___ Task data ___

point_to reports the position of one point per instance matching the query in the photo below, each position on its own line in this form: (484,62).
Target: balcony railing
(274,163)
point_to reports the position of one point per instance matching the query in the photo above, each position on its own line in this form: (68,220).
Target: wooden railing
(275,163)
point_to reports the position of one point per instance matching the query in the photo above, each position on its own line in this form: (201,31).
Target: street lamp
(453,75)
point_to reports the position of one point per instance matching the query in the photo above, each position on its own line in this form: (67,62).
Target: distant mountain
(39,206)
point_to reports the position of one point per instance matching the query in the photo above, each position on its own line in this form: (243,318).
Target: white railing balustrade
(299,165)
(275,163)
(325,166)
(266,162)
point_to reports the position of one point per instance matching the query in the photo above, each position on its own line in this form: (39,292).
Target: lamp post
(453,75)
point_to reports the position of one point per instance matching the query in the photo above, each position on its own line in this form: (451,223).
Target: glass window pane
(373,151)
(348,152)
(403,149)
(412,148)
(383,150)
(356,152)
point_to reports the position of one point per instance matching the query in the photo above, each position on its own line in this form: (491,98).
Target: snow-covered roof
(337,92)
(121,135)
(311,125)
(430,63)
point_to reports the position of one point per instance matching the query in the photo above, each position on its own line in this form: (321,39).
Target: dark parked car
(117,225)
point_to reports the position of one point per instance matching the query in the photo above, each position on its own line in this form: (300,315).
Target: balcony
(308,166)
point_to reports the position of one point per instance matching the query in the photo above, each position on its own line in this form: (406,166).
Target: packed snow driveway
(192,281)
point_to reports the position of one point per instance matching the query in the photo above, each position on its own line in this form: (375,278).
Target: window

___

▶ Instructions for the task
Repeat the data verbatim.

▶ Written answer
point_to reports the position of one point per instance matching the query in the photo below, each position on its own line in this form: (484,62).
Target: balcony railing
(274,163)
point_to reports the position of one point per instance matching the query in the photo above, each position on its own line in this form: (68,220).
Target: wooden railing
(275,163)
point_to reports the position of one point per instance matching the query in the photo above, each position on its own line in this form: (201,31).
Target: street lamp
(453,75)
point_to reports the position of one point per instance matching the query in the photo above, each position on its own line in this form: (67,62).
Target: distant mountain
(39,206)
point_to reports the position of one point per instance matching the query in the photo above, each position on its own line in this form: (243,318).
Target: white railing balustrade
(299,165)
(275,163)
(325,166)
(266,162)
point_to reports the position of one point per instance matching the query in the photo above, each position on its own line in this form: (39,292).
Target: lamp post
(453,75)
point_to reports the position of one point per instance matching the query in the photo above, each position on its own line in this form: (451,223).
Target: glass window pane
(373,151)
(348,152)
(403,149)
(412,148)
(383,150)
(356,152)
point_to reports the position of one point per instance matching the query in the photo above, each position on its own line in this form: (491,98).
Target: snow-covered roof
(337,92)
(121,135)
(311,125)
(430,63)
point_to reports the position of one point per instance matching the query in the photo above, each position on its own line in this form: (321,39).
Target: dark parked car
(117,225)
point_to reports the position of one point per instance matching the query in the photo above, each position on its own line in this form: (300,315).
Target: balcony
(308,166)
point_to reports the position of one point per instance matching the query in the photo above, each position on its own line in this form: (406,166).
Target: packed snow driveway
(192,281)
point_to reports the position of one point per instance matching the query in the photo above, each position on its own line in this form: (375,278).
Target: window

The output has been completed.